▶ [Entries provided]:
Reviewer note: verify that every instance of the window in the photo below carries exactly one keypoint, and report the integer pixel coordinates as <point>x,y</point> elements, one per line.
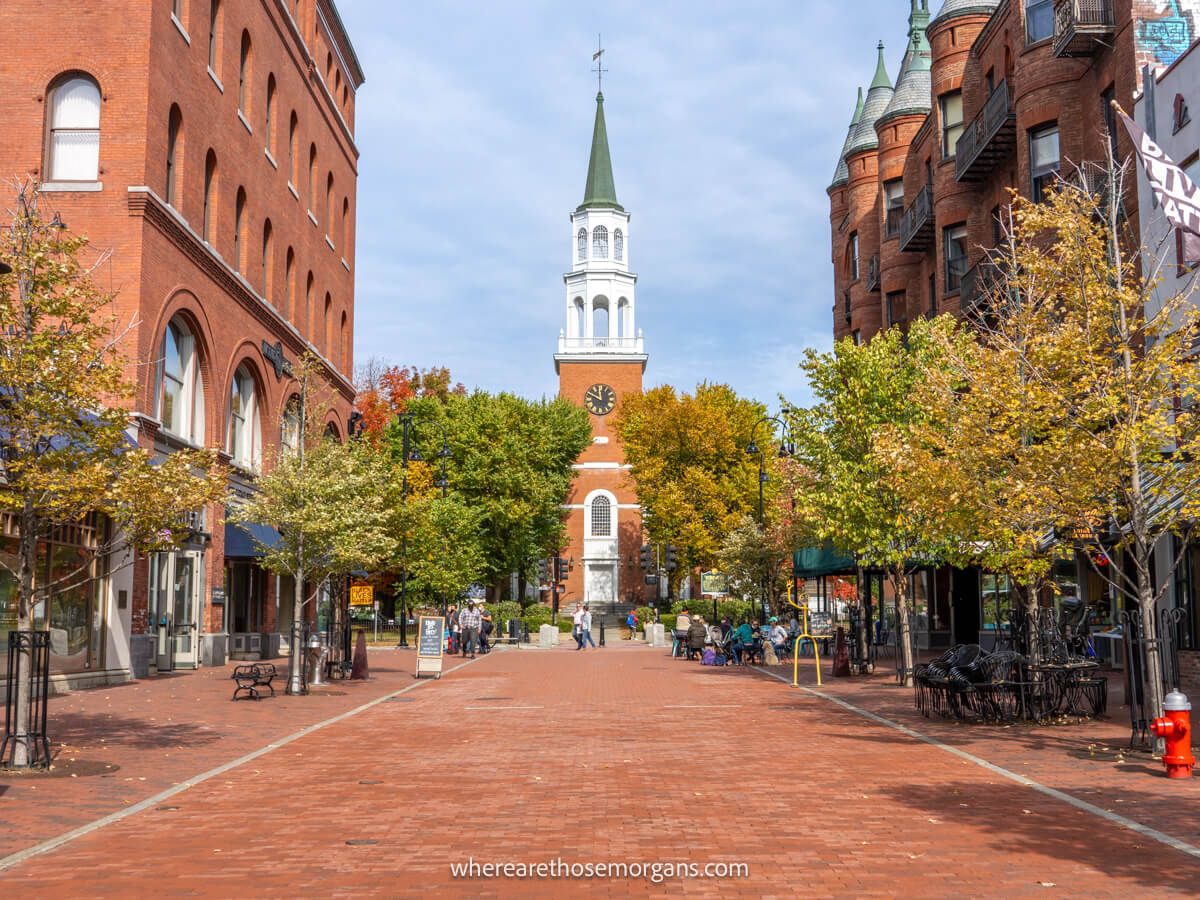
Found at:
<point>239,227</point>
<point>174,125</point>
<point>289,426</point>
<point>180,385</point>
<point>244,73</point>
<point>952,121</point>
<point>601,517</point>
<point>245,439</point>
<point>270,114</point>
<point>600,243</point>
<point>73,147</point>
<point>210,199</point>
<point>214,35</point>
<point>955,238</point>
<point>1038,19</point>
<point>268,258</point>
<point>1043,160</point>
<point>293,137</point>
<point>893,205</point>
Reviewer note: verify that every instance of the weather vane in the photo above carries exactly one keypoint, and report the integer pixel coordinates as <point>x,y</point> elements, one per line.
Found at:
<point>599,70</point>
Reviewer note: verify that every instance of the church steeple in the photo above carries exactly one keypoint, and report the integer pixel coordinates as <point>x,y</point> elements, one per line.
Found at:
<point>600,190</point>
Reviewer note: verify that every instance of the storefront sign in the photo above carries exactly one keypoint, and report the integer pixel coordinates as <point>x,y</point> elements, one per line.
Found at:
<point>430,639</point>
<point>361,595</point>
<point>275,357</point>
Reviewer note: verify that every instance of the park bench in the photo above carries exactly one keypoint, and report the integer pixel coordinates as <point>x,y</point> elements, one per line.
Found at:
<point>252,677</point>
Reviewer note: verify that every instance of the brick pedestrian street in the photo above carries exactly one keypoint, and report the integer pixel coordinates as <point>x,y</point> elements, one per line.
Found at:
<point>619,755</point>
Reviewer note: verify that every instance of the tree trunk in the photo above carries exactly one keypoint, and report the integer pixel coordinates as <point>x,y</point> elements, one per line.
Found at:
<point>22,749</point>
<point>900,585</point>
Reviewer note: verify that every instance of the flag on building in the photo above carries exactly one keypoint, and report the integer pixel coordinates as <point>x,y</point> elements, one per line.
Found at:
<point>1175,192</point>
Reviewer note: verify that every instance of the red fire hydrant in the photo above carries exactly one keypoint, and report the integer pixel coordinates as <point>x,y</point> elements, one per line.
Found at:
<point>1175,729</point>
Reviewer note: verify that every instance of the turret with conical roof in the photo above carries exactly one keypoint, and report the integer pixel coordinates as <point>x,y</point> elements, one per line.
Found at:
<point>912,90</point>
<point>879,95</point>
<point>841,174</point>
<point>600,190</point>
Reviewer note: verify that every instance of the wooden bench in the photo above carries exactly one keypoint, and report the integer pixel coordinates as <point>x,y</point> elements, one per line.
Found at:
<point>252,677</point>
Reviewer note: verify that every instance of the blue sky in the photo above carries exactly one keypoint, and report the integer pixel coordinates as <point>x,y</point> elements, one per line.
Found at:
<point>724,120</point>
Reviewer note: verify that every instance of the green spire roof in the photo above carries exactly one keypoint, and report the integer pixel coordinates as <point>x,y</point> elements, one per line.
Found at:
<point>600,190</point>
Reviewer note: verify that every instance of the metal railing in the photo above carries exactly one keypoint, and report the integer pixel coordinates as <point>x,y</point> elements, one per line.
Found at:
<point>917,223</point>
<point>1080,24</point>
<point>984,141</point>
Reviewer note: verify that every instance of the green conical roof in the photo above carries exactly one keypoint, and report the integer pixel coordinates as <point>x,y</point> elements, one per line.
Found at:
<point>600,190</point>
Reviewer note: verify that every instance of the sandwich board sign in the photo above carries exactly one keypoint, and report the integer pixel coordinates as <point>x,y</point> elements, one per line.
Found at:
<point>430,634</point>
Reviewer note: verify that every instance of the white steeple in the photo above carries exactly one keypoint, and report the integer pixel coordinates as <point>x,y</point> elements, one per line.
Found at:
<point>600,306</point>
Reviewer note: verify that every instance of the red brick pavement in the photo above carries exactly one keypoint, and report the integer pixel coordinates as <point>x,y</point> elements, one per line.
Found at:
<point>618,755</point>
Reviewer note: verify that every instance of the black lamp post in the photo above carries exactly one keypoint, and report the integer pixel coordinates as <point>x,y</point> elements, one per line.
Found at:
<point>786,448</point>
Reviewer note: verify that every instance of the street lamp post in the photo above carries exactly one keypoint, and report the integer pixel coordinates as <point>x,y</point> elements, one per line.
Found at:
<point>786,448</point>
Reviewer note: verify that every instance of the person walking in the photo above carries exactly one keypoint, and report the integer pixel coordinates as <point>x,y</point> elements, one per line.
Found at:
<point>587,629</point>
<point>577,627</point>
<point>468,627</point>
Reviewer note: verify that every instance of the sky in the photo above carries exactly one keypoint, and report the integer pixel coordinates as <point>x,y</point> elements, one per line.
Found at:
<point>725,121</point>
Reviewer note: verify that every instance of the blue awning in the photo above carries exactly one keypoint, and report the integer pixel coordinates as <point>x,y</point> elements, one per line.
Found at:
<point>246,539</point>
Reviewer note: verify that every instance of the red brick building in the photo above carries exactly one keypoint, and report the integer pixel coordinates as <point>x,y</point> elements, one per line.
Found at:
<point>600,360</point>
<point>209,144</point>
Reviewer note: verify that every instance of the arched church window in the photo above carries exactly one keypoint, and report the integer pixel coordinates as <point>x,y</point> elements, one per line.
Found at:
<point>601,517</point>
<point>600,243</point>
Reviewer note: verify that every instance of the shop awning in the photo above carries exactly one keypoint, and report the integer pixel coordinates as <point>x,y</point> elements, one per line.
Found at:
<point>826,559</point>
<point>246,539</point>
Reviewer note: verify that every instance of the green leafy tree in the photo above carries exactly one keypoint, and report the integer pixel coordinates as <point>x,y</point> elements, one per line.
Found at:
<point>66,454</point>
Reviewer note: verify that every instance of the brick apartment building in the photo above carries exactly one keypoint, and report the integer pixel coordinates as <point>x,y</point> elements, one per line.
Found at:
<point>209,144</point>
<point>990,95</point>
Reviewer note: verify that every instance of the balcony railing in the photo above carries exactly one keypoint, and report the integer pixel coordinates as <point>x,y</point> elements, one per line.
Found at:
<point>977,288</point>
<point>1081,27</point>
<point>917,223</point>
<point>989,138</point>
<point>873,273</point>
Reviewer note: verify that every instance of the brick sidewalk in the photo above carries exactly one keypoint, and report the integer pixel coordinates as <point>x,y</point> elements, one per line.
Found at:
<point>618,755</point>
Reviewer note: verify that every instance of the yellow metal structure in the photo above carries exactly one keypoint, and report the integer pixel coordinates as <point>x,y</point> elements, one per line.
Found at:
<point>802,636</point>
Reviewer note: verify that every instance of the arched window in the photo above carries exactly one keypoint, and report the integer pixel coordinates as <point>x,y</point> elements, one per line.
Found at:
<point>174,127</point>
<point>289,426</point>
<point>73,145</point>
<point>600,243</point>
<point>180,401</point>
<point>239,228</point>
<point>601,516</point>
<point>291,276</point>
<point>244,75</point>
<point>214,36</point>
<point>245,438</point>
<point>293,143</point>
<point>210,197</point>
<point>268,258</point>
<point>270,114</point>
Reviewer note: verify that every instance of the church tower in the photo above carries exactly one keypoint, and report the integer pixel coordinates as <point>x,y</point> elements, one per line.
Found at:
<point>600,361</point>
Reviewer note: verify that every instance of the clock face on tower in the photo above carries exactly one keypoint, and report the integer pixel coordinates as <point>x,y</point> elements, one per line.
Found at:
<point>600,399</point>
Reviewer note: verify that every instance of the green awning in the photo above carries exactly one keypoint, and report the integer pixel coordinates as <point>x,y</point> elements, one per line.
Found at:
<point>826,559</point>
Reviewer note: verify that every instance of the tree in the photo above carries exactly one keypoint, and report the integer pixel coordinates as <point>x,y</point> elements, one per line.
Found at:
<point>689,463</point>
<point>333,504</point>
<point>845,491</point>
<point>66,454</point>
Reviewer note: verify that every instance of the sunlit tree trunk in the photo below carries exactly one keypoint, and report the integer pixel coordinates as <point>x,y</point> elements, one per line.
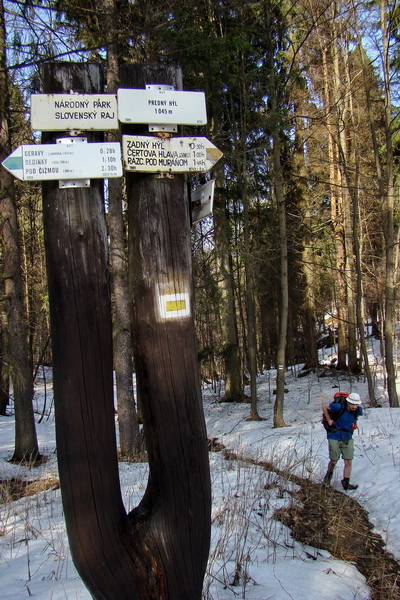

▶ [Exercise directions]: Lines holding the string "post": find them in the listing above and copy each one.

▶ [Exercise output]:
Reviewer note: verify that every instance of the black lamp post in the photo above carries exactly one keypoint, and report the integer pixel coordinates as <point>x,y</point> elements, one per line.
Reviewer note: verify that every instance of the street lamp post in the photo above carries exactly one keypoint, and report the integer pixel coordinates as <point>x,y</point> elements, one per line.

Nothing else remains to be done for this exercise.